Text provided:
------------

Transgender Service Members to Stay in Military … For Now

    By Jessica Rosenthal.

    Gen. Joseph Dunford, chairman of the Joint Chiefs of Staff, says there will be no change in policy regarding transgender service members… for now. In a memo to all military branch chiefs he says once Defense Secretary James Mattis gets the President’s direction, then Mattis can issue “implementation guidance.”

    Last year under President Obama, transgender service members could serve openly while the military studied how to accommodate transgender recruits.

    But Wednesday, President Trump tweeted that transgender people will no long be allowed to serve in the military in any capacity. He wrote the military cannot be burdened with the tremendous medical costs and disruption from transgender military service members.

------------

Extracted records:
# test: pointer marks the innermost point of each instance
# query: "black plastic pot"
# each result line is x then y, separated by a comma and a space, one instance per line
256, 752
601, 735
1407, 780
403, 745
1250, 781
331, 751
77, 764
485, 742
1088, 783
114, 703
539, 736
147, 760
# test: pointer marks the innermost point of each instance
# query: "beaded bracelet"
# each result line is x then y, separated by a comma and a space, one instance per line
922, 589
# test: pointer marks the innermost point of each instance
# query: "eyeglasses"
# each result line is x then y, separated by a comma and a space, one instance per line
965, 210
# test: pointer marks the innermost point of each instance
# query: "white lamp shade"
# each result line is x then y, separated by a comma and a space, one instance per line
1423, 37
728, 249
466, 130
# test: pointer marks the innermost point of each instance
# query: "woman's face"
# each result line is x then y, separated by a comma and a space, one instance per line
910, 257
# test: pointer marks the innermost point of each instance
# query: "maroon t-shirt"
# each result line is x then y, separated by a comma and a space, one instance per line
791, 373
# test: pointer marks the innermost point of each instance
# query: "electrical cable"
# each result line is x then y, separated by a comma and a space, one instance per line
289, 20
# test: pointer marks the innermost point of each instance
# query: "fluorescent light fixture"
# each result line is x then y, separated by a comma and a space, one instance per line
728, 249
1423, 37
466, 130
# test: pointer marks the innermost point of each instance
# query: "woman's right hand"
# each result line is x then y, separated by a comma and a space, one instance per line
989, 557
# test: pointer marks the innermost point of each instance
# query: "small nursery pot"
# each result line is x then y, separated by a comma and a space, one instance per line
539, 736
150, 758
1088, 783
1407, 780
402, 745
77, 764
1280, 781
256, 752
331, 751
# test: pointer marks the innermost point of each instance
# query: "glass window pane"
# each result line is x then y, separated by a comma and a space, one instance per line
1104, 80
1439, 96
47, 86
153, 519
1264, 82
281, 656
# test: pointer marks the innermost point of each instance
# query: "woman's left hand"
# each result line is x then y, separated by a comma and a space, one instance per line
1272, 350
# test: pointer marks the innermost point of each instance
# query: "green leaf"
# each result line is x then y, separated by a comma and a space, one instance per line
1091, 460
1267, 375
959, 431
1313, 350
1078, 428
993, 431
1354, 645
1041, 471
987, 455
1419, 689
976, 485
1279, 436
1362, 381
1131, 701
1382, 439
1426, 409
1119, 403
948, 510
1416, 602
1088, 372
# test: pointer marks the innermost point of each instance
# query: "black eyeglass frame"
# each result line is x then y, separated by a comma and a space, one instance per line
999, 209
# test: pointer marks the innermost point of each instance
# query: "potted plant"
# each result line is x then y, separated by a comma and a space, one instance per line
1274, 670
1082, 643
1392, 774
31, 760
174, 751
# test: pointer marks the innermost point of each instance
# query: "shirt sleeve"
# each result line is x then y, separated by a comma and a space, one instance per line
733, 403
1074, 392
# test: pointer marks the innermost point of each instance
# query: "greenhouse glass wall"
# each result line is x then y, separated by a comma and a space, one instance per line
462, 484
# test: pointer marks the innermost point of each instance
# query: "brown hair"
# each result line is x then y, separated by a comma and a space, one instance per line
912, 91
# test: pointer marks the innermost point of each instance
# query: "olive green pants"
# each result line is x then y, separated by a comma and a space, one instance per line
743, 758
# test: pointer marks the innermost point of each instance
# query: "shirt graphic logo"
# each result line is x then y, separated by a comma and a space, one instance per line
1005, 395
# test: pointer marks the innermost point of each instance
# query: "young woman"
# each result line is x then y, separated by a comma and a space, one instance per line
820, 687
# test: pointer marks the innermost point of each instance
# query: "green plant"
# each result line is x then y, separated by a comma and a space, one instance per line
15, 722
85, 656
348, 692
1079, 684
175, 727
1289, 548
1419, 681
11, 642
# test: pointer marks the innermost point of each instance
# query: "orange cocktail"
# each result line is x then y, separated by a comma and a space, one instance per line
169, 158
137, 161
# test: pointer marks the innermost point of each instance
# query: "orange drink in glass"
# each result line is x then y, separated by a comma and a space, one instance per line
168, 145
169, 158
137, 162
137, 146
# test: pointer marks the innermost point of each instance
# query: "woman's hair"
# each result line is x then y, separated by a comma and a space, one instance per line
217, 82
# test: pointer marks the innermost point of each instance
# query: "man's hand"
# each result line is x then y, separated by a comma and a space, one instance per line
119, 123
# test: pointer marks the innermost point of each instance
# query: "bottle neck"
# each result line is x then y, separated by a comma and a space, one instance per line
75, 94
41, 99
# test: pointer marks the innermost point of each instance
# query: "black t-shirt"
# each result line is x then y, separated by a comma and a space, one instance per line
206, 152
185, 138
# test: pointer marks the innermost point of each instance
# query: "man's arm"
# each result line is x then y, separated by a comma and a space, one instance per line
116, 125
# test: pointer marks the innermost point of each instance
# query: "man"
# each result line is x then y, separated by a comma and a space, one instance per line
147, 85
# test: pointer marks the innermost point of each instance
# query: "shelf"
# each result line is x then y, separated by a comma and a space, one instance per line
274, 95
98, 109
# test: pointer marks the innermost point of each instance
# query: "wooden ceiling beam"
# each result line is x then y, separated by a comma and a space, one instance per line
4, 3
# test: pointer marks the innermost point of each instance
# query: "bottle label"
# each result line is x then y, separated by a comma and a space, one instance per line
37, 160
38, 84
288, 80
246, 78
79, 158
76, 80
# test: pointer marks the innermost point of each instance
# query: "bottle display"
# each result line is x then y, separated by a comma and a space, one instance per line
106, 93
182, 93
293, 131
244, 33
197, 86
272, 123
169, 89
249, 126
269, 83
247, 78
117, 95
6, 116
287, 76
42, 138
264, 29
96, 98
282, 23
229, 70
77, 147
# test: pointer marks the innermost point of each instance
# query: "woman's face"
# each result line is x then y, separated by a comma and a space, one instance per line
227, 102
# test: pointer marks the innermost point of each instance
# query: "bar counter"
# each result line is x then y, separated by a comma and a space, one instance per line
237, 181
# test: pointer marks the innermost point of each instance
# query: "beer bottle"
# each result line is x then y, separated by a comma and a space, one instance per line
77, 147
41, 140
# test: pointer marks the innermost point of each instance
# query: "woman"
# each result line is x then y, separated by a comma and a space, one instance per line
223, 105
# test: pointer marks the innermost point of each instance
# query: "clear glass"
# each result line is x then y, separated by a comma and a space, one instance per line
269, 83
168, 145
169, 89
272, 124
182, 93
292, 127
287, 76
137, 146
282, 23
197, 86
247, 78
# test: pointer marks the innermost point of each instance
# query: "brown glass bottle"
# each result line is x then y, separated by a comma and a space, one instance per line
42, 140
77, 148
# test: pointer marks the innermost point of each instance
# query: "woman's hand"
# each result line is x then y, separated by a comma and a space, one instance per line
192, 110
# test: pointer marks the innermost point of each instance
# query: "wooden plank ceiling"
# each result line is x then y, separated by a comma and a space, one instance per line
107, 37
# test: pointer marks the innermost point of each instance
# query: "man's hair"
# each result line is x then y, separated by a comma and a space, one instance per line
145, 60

------------

Tasks:
1. Put this sentence from the article on transgender service members into Spanish: "Last year under President Obama, transgender service members could serve openly while the military studied how to accommodate transgender recruits."
2. According to the article on transgender service members, who is chairman of the Joint Chiefs of Staff?
3. Write out again the part of the article on transgender service members that starts at the words "Gen. Joseph Dunford, chairman" and ends after "accommodate transgender recruits.".
Work only from the article on transgender service members.

Answer list:
1. El año pasado, bajo el presidente Obama, los miembros transgénero del servicio militar podían servir abiertamente mientras las fuerzas armadas estudiaban cómo dar cabida a los reclutas transgénero.

2. Gen. Joseph Dunford.

3.
Gen. Joseph Dunford, chairman of the Joint Chiefs of Staff, says there will be no change in policy regarding transgender service members… for now. In a memo to all military branch chiefs he says once Defense Secretary James Mattis gets the President’s direction, then Mattis can issue “implementation guidance.”

    Last year under President Obama, transgender service members could serve openly while the military studied how to accommodate transgender recruits.